• _Request_: Rewrite the records from the line with "Fact-check this for me: the pink" to the line with "[[152, 472, 253, 564], [576, 724, 607, 760]]", replacing "pink" with "yellow" and leaving all else unchanged. Return only those lines.
-- start of Material for the task --
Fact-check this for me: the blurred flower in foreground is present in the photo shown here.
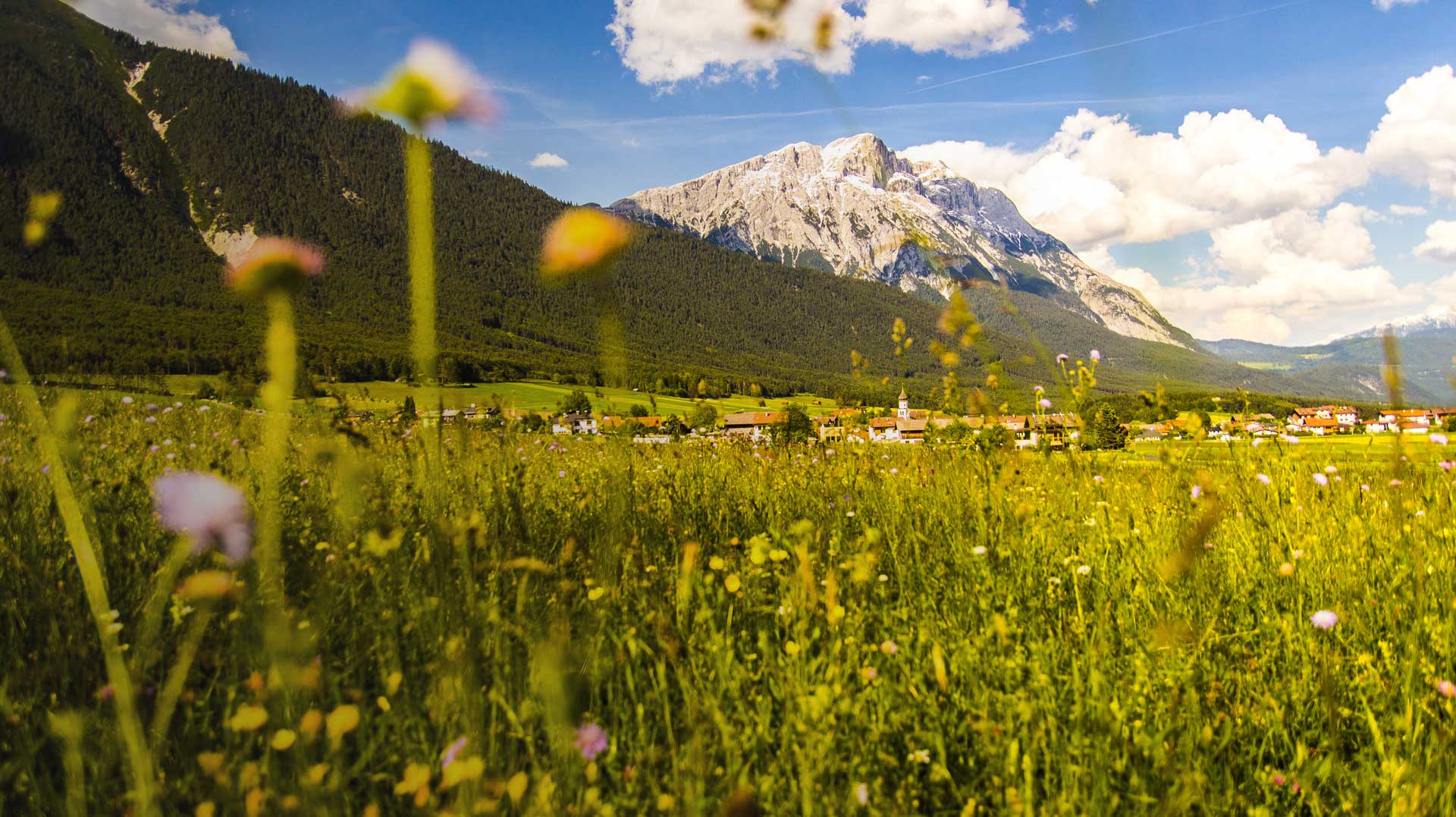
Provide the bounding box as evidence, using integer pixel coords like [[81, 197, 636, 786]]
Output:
[[20, 190, 61, 249], [364, 39, 495, 131], [226, 239, 323, 297], [576, 724, 607, 760], [541, 207, 632, 280], [152, 470, 253, 562]]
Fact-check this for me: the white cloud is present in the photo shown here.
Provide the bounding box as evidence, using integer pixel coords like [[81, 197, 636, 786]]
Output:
[[1415, 222, 1456, 263], [607, 0, 1031, 86], [1366, 65, 1456, 198], [902, 109, 1367, 249], [532, 153, 570, 168], [1082, 204, 1431, 344], [74, 0, 247, 63]]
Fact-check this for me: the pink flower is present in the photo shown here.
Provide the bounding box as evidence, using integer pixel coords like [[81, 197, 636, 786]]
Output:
[[152, 472, 253, 564], [576, 724, 607, 760]]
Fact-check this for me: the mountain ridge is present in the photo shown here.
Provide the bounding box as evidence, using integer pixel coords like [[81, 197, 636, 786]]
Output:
[[611, 134, 1195, 348]]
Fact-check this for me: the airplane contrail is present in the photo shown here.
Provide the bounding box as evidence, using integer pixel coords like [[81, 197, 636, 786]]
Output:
[[910, 0, 1309, 93]]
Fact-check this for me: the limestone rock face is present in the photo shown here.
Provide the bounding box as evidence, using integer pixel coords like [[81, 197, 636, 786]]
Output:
[[611, 134, 1192, 348]]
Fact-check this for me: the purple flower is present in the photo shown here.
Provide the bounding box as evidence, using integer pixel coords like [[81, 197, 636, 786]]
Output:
[[576, 724, 607, 760], [152, 472, 253, 564], [440, 735, 470, 769]]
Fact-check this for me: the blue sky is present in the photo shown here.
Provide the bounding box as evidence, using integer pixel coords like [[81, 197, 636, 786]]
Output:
[[79, 0, 1456, 342]]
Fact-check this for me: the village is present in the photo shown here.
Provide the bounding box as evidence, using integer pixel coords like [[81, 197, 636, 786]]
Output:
[[401, 391, 1456, 448]]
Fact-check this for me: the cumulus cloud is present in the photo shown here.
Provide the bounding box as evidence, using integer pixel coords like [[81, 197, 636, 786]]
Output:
[[902, 109, 1367, 249], [74, 0, 247, 63], [532, 153, 570, 168], [1082, 203, 1431, 344], [1415, 222, 1456, 263], [1366, 65, 1456, 198], [607, 0, 1031, 86]]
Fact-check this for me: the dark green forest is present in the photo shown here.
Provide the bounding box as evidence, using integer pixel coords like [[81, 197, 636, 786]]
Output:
[[0, 0, 1351, 402]]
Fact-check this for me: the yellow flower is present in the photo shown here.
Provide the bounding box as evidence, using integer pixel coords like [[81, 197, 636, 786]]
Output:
[[440, 757, 485, 790], [325, 703, 359, 743], [177, 571, 233, 602], [299, 709, 323, 740], [226, 237, 323, 297], [541, 207, 632, 280], [228, 705, 268, 733], [394, 763, 429, 795], [366, 39, 495, 131], [505, 771, 530, 803]]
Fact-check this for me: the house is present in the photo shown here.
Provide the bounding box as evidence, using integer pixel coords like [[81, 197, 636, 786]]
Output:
[[551, 412, 598, 434], [723, 410, 789, 440]]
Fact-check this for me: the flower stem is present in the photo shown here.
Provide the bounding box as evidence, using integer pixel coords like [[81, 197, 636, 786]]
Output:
[[256, 293, 299, 606], [0, 320, 157, 814]]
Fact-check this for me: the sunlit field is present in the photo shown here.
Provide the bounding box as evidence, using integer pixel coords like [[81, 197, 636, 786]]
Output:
[[0, 389, 1456, 814]]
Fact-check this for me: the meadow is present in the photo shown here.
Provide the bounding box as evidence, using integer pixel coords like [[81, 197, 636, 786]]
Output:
[[0, 388, 1456, 814]]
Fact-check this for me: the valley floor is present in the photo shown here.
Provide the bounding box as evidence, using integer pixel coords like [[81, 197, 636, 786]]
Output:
[[0, 388, 1456, 814]]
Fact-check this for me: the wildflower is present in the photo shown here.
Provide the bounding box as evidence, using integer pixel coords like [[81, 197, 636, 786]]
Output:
[[228, 705, 268, 733], [364, 39, 495, 131], [541, 207, 632, 281], [152, 472, 252, 564], [440, 735, 470, 769], [226, 237, 323, 297], [576, 724, 607, 760]]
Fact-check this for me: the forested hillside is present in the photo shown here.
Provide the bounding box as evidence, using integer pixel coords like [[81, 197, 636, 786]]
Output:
[[0, 0, 1339, 399]]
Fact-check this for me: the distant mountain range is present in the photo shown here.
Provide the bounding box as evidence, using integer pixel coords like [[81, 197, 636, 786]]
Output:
[[0, 0, 1403, 408], [611, 134, 1195, 348], [1198, 306, 1456, 405]]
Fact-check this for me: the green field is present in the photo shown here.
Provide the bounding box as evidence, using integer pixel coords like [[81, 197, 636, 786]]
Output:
[[0, 388, 1456, 814]]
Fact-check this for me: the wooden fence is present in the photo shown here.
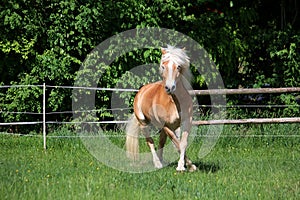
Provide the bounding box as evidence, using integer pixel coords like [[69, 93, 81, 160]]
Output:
[[0, 84, 300, 148]]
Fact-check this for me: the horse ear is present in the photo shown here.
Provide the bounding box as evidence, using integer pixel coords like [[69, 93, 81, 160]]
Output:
[[160, 48, 167, 55]]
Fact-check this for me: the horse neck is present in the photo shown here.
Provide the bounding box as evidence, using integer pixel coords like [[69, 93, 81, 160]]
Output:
[[175, 76, 188, 96]]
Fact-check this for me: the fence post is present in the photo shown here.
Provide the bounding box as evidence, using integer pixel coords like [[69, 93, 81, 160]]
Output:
[[43, 83, 47, 150]]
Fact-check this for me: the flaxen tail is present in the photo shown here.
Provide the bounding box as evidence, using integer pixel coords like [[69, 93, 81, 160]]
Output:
[[125, 114, 140, 160]]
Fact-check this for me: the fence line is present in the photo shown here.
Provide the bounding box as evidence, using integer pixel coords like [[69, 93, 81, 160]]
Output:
[[0, 83, 300, 149]]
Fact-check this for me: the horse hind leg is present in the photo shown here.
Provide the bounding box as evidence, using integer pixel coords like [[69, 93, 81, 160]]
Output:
[[157, 129, 167, 163], [141, 126, 163, 169]]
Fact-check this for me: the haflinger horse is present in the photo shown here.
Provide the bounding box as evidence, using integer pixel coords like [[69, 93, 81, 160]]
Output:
[[125, 45, 197, 171]]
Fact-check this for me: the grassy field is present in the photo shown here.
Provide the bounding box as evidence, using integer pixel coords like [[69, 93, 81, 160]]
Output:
[[0, 124, 300, 199]]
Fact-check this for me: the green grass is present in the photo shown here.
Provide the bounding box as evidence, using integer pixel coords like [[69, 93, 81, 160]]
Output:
[[0, 124, 300, 199]]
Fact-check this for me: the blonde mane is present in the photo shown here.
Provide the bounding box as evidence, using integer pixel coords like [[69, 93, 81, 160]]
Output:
[[160, 45, 193, 88]]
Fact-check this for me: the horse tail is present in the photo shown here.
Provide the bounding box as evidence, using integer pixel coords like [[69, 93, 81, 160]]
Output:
[[125, 114, 140, 160]]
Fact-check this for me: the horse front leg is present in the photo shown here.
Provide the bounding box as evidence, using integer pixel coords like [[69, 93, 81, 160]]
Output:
[[164, 127, 197, 172], [141, 126, 163, 169], [157, 129, 167, 163]]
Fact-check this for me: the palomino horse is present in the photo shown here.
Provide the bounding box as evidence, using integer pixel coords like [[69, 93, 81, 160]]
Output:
[[126, 46, 197, 171]]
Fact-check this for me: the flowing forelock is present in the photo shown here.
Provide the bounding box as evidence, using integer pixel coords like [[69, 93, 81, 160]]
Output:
[[161, 45, 192, 82]]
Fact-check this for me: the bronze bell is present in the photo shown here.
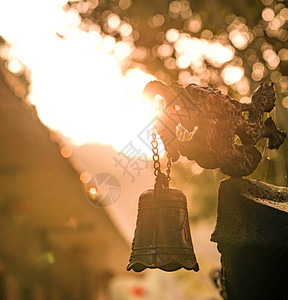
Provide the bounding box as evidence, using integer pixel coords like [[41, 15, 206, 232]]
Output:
[[127, 186, 199, 272]]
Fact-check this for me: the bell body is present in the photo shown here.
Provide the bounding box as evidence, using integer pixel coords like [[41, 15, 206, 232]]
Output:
[[127, 188, 199, 272]]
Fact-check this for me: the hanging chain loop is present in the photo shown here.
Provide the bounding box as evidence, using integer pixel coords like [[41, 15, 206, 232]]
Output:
[[151, 128, 161, 177], [166, 152, 172, 182], [151, 128, 172, 187]]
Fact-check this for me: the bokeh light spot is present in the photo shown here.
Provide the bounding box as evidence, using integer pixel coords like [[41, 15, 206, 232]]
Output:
[[60, 145, 73, 158], [166, 28, 180, 43], [262, 8, 275, 21], [80, 172, 92, 183]]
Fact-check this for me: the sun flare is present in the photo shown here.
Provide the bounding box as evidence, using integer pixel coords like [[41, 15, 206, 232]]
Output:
[[0, 0, 155, 154]]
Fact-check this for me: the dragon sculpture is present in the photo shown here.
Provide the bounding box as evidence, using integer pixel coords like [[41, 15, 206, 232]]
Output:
[[143, 81, 286, 177]]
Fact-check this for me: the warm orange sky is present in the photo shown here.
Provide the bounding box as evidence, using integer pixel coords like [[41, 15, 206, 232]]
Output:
[[0, 0, 243, 155]]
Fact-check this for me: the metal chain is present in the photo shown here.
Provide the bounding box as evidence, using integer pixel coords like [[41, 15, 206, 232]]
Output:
[[151, 128, 172, 184], [151, 128, 161, 177], [166, 153, 172, 182]]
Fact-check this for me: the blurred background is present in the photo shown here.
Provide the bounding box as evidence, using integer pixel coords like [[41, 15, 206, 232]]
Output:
[[0, 0, 288, 300]]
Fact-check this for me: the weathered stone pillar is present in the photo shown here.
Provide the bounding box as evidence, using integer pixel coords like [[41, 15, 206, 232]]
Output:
[[211, 178, 288, 300]]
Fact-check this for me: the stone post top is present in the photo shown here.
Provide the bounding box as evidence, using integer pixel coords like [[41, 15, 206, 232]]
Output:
[[211, 178, 288, 248]]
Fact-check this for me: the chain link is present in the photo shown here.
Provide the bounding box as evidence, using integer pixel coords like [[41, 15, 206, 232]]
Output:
[[151, 128, 172, 184], [166, 153, 172, 182], [151, 128, 161, 177]]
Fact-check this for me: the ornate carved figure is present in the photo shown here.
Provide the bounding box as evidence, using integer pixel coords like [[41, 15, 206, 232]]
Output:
[[144, 81, 286, 177]]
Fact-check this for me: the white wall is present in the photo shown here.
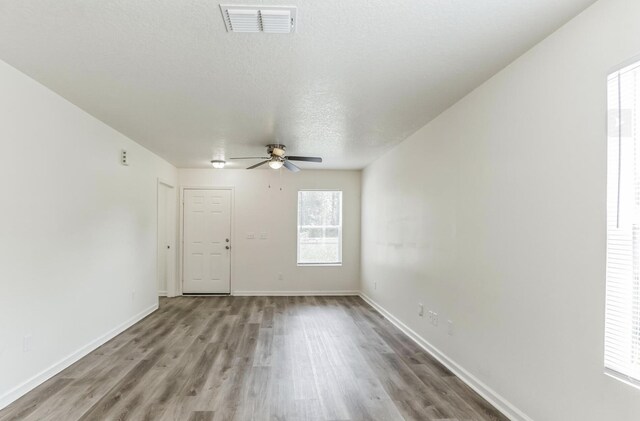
-- end of Material for the task --
• _Solved exercise_:
Fact-check this for me: the yellow flower is present in the photo shown here.
Provide the bounding box as evidence, using integer pixel coords like [[81, 197, 636, 786]]
Output:
[[152, 472, 253, 564], [576, 724, 607, 760]]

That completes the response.